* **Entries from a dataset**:

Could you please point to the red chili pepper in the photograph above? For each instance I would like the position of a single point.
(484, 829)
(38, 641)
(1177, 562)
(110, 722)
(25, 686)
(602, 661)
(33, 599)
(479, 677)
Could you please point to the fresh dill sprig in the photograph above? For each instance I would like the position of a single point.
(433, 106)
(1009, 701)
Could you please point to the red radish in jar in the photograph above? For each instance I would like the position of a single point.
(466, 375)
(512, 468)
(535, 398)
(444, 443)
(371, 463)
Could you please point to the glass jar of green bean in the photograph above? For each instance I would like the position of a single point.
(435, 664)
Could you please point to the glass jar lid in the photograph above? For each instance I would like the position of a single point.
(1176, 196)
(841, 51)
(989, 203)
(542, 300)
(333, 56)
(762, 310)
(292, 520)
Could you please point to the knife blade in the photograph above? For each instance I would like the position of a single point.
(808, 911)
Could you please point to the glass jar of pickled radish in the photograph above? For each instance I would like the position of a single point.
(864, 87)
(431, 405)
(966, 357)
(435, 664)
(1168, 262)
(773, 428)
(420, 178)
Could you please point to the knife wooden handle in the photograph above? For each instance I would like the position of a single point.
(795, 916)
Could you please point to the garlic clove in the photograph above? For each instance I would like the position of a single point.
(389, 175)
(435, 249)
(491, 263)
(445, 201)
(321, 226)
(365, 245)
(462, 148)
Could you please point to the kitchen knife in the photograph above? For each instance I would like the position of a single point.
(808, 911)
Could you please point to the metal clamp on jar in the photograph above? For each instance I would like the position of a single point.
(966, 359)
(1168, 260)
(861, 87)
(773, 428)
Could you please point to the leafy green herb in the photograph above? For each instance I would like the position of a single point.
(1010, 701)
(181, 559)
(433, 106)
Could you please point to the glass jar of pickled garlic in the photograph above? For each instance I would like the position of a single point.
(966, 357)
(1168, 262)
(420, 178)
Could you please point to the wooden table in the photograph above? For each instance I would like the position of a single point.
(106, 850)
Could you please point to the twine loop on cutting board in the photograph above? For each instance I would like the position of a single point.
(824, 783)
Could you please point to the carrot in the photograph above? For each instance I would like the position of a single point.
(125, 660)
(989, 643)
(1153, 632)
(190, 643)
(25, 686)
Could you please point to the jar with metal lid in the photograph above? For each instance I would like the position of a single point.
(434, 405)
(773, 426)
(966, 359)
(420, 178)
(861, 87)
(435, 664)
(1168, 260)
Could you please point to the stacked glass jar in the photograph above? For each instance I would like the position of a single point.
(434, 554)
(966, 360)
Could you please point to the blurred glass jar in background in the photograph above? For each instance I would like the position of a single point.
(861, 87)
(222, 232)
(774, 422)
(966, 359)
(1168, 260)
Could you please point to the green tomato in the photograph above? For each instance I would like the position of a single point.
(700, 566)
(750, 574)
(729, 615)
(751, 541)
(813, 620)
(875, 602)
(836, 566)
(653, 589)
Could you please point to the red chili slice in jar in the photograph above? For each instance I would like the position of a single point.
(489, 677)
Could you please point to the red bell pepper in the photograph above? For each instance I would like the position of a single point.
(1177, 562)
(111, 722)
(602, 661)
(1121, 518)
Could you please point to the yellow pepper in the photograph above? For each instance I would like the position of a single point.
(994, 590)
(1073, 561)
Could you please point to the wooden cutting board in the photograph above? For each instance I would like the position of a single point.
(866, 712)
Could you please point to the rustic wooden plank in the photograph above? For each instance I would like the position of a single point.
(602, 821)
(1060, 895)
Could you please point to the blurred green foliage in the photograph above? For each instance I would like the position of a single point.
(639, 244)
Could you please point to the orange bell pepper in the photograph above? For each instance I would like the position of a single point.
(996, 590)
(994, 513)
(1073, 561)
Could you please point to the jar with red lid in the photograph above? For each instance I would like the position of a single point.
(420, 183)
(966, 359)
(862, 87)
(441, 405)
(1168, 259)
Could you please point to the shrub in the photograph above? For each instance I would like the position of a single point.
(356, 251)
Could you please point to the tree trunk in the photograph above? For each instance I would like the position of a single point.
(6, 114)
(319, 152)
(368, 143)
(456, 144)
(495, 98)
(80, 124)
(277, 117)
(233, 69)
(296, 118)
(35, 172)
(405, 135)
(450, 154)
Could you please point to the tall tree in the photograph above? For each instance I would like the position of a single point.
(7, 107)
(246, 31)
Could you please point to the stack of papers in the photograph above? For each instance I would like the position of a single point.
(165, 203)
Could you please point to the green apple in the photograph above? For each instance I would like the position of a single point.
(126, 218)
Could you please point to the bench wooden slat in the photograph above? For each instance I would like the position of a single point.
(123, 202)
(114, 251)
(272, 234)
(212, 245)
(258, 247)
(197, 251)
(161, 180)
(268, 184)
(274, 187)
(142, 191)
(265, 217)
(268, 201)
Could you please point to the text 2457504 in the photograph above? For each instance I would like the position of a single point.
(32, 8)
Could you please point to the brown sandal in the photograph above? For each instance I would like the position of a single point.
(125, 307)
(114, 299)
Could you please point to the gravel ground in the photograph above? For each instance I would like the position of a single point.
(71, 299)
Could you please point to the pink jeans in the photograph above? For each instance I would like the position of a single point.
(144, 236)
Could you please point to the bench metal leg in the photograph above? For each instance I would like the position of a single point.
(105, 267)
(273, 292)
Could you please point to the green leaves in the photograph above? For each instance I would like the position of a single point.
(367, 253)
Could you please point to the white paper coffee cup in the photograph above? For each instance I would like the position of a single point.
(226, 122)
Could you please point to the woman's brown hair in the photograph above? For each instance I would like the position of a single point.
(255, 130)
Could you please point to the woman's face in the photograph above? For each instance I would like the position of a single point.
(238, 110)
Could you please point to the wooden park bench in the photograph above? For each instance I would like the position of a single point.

* **Exercise task**:
Reproduce the complete set of lines precisely as supplied.

* **Answer to this task**:
Could you please point to the red chili pepper in the photograph above? For each instance I would like the position of a single point.
(484, 829)
(38, 641)
(1177, 562)
(110, 722)
(25, 686)
(602, 661)
(33, 599)
(479, 677)
Could you please point to the fresh dill sprig in the photograph above? For each instance I would like the position of a single point.
(433, 106)
(1009, 701)
Could you please point to the red radish in jar in the photograph above? For each instance I would like the position of a single point.
(466, 375)
(512, 468)
(535, 398)
(444, 443)
(371, 463)
Could you please point to the glass jar of green bean in the photograph above? For each instance I would like the position of a single point.
(435, 664)
Could you please point to the glass jar lid in the photograph above? For each instance I would like the position of a single point.
(1176, 196)
(841, 51)
(989, 203)
(542, 300)
(333, 56)
(762, 310)
(292, 520)
Could you please point to the knife blade in the photograph above? For each instance I would like the position of a single point.
(808, 911)
Could you please point to the glass jar of pickled radish in the photograph above? For each instance I would like the position of a single point.
(864, 87)
(431, 405)
(966, 357)
(435, 664)
(1168, 262)
(773, 428)
(420, 178)
Could you please point to the knife wooden handle in the photograph above? For each instance I would like the position of a single point.
(795, 916)
Could you please point to the garlic clove in the photograph above? For each instance I would like the position of a single point.
(389, 175)
(435, 249)
(491, 263)
(445, 201)
(321, 226)
(365, 245)
(462, 148)
Could you please point to the kitchen knife in the photograph above? For each instance I would like the position of a single point.
(808, 911)
Could you please point to the metal clamp on jar in the photograph above? For each instance I would like the position of a single point.
(966, 359)
(1168, 260)
(861, 87)
(773, 428)
Could you please point to the leafy green herb in the photograph above? For each instance I would like the position of a single point.
(1010, 701)
(181, 559)
(433, 106)
Could you please point to the glass jar of pickled garlic in the photograph above? For each instance I would like the position of a single point.
(966, 357)
(1168, 262)
(420, 178)
Could you please point to the wooden table in the photograph above? For each instance I would like the position of a single point.
(106, 850)
Could you please point to the twine loop on cutting board in the photograph above? For each instance I would like the position of a single point.
(824, 783)
Could you please point to the carrot in the photograph above? For each instance I would like the position of a single point.
(125, 660)
(989, 643)
(1153, 632)
(190, 643)
(25, 686)
Could you please point to the jar with metal lid in the photograph above? For each instance I would like the position of a single point.
(434, 405)
(773, 426)
(966, 359)
(420, 178)
(861, 87)
(435, 664)
(1168, 260)
Could you please point to the stacked glass jar in the photograph above? For each instance I would like the position of a single point.
(434, 554)
(966, 360)
Could you please point to the blurred glass jar in background in the photograph above? For each instance I would like the position of a single point.
(861, 87)
(222, 232)
(774, 422)
(966, 359)
(1168, 260)
Could you please point to the green tomato in the photograph above? For each instance I would like the position of a single point.
(700, 566)
(750, 574)
(729, 615)
(751, 541)
(813, 620)
(875, 602)
(836, 566)
(653, 589)
Could you please point to the red chili slice in jar in the photograph above? For each instance I would like the position of a single point.
(489, 677)
Could you please point to the red bell pepper in the photograph above? For each instance I would like the position of a single point.
(1177, 562)
(111, 722)
(602, 661)
(1121, 518)
Could you please point to the yellow pepper in the photograph above? For each instance I would like the position of a single point.
(994, 590)
(1073, 561)
Could you please point to the wooden cutting board in the photograph above? For each instance I would like the position of a single point.
(866, 712)
Could you please point to the rustic wooden plank in the photograph above? For each instance I would like the position of a single point.
(602, 821)
(1060, 895)
Could you please point to the blurred green foliage in the photograph above? For each instance I would like the position of a single point.
(639, 244)
Could you please point to the orange bell pepper in the photograph above? For each instance I would like the position of a single point.
(996, 590)
(994, 513)
(1073, 561)
Could you please point to the jar with red lid in the photograph above? For each instance I would like the position of a single point.
(420, 183)
(966, 359)
(862, 87)
(441, 405)
(1168, 259)
Could you please point to the shrub in the photograph above? For each instance I would like the position of a single point.
(356, 251)
Could you please point to the tree trunk in the photograph above? For each instance I would like the position of a single point.
(6, 114)
(319, 152)
(368, 143)
(456, 144)
(495, 98)
(80, 124)
(277, 117)
(233, 69)
(296, 118)
(35, 172)
(405, 135)
(450, 154)
Could you please point to the tall tree in the photograph above? For each instance I would like the position of a single point.
(7, 107)
(246, 31)
Could you please point to the stack of papers in the photograph above? For each instance I would like the position of a single point.
(165, 203)
Could you please point to the green apple in the photograph above? For each instance I would like the position of a single point.
(126, 218)
Could you please point to the bench wooden slat in the photograph above? For each instance I would like the position of a single point.
(123, 202)
(114, 251)
(272, 234)
(212, 245)
(258, 247)
(197, 251)
(161, 180)
(268, 184)
(274, 187)
(142, 191)
(265, 217)
(268, 201)
Could you please point to the text 2457504 in the photograph above? For each instance I would like the position of a single point.
(32, 8)
Could you please point to the brown sandal in the photograph above? For each instance I would like the position of a single point.
(125, 307)
(114, 299)
Could you please point to the gravel ground in the photograph above? For each instance I would like the position of a single point.
(71, 299)
Could you please point to the pink jeans in the photograph above? For each instance I would like the position of a single point.
(144, 236)
Could you please point to the bench metal leg in the photograph above? For each instance I would like the position of a single point.
(105, 267)
(273, 292)
Could you please point to the green leaves in the photograph above? For each instance I would like the position of a single point.
(367, 253)
Could you please point to the white paper coffee cup in the photograph above? For each instance I would like the position of a single point.
(226, 122)
Could you please point to the woman's brown hair in the photograph above? For each instance I would like the position of a single point.
(255, 130)
Could you please point to the woman's face in the photograph above? For each instance I would like the position of a single point.
(238, 110)
Could you please point to the wooden park bench in the photograph above? For each instance I would like the position of a single point.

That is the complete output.